→ Records for processing:
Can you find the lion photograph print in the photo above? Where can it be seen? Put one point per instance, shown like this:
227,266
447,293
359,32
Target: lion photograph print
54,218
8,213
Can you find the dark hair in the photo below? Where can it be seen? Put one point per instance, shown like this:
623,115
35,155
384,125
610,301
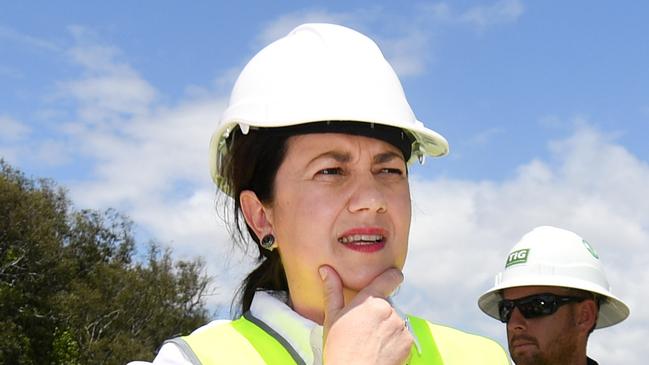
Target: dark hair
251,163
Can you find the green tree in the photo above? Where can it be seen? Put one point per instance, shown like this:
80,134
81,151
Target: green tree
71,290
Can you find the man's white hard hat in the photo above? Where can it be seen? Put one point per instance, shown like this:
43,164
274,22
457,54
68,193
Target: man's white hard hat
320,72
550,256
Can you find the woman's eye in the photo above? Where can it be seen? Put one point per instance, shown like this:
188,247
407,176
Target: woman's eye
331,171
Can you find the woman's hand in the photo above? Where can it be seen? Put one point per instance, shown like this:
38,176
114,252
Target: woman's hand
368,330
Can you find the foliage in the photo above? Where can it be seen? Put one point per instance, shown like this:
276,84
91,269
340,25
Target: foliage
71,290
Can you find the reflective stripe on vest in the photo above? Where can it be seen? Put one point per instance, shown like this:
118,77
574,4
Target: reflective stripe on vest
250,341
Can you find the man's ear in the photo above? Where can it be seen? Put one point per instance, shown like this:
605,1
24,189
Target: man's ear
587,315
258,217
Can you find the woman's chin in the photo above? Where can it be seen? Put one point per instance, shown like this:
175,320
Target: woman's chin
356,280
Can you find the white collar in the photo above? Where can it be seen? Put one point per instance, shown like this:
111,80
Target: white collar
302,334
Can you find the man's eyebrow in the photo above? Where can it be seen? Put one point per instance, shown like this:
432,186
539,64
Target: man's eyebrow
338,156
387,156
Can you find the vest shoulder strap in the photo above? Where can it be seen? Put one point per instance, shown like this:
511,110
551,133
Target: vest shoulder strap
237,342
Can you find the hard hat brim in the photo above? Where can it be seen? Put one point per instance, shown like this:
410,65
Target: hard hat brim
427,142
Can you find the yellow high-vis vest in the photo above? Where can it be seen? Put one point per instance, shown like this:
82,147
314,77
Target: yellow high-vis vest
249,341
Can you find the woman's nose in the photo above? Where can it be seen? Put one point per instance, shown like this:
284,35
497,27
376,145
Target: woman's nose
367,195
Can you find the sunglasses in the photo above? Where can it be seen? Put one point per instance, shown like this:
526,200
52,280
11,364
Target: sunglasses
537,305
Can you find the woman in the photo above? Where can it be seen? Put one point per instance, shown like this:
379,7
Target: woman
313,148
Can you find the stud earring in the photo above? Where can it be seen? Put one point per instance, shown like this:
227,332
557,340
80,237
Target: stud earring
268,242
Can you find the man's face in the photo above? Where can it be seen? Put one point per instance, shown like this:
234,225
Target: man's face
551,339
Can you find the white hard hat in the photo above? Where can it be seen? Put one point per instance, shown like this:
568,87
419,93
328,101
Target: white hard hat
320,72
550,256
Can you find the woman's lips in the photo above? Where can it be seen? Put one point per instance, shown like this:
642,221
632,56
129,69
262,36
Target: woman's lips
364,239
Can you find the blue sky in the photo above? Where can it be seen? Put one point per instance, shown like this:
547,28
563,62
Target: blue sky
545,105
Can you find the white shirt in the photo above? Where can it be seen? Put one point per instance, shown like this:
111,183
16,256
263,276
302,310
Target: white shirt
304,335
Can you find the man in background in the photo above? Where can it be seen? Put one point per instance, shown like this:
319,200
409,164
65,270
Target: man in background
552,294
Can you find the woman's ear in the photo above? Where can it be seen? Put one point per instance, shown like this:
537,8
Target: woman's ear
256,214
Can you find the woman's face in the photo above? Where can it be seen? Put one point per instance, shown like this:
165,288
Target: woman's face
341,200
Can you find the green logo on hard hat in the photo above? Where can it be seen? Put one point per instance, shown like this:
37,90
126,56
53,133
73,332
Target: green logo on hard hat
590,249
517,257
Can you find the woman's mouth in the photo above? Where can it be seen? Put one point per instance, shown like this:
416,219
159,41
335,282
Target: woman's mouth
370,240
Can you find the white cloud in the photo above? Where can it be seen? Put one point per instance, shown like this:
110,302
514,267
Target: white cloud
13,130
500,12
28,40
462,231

--

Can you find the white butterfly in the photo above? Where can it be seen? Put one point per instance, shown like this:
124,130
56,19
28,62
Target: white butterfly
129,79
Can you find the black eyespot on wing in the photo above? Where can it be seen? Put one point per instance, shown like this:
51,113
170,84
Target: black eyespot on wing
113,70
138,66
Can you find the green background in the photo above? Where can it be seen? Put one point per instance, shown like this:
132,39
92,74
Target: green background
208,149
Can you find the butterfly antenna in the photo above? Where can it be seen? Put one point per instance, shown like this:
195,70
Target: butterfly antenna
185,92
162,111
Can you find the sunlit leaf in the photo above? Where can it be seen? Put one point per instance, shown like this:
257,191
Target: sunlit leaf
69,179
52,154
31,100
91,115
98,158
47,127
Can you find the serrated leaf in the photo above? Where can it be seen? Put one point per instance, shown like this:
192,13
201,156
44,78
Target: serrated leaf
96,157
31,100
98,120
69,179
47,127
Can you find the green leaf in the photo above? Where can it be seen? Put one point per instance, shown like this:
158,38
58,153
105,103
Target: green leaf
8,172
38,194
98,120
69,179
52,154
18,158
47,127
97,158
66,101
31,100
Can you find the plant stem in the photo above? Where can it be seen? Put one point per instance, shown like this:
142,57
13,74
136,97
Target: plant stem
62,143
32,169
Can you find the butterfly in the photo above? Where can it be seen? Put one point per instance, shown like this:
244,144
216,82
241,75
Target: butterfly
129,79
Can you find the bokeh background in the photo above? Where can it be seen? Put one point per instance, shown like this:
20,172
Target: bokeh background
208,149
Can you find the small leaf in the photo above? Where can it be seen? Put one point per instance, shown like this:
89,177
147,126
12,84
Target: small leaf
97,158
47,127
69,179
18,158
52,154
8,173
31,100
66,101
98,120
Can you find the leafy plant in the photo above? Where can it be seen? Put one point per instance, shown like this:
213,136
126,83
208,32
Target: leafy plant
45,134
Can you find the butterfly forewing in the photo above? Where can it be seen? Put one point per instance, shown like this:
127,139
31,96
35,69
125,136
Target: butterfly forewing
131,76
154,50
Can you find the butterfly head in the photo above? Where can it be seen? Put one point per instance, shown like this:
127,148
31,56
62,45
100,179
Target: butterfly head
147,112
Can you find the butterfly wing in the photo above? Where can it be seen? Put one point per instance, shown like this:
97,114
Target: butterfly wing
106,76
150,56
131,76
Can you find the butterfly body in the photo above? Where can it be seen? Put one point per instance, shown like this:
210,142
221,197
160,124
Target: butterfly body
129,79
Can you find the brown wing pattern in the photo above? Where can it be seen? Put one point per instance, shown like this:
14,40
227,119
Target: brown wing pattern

→ Exercise prompt: Return each line from the items above that contains the word "hard".

→ Result of this exercise:
Can you find the man's white hard hat in the photo above? Where can it be seen? Put one point per instance, shown like this:
Target: man's white hard hat
Can you find the hard hat brim in the photo above? Where can it be seen? Put one point per instance, shown like this:
Target: hard hat brim
Can you find the white hard hat in the photo above? Where can it be seen? Put one point per instance, shown like this:
Target: white hard hat
Can you find the green logo on hard hat in the photo above? Where can it be seen? Put one point per instance, shown like this:
Target: green logo on hard hat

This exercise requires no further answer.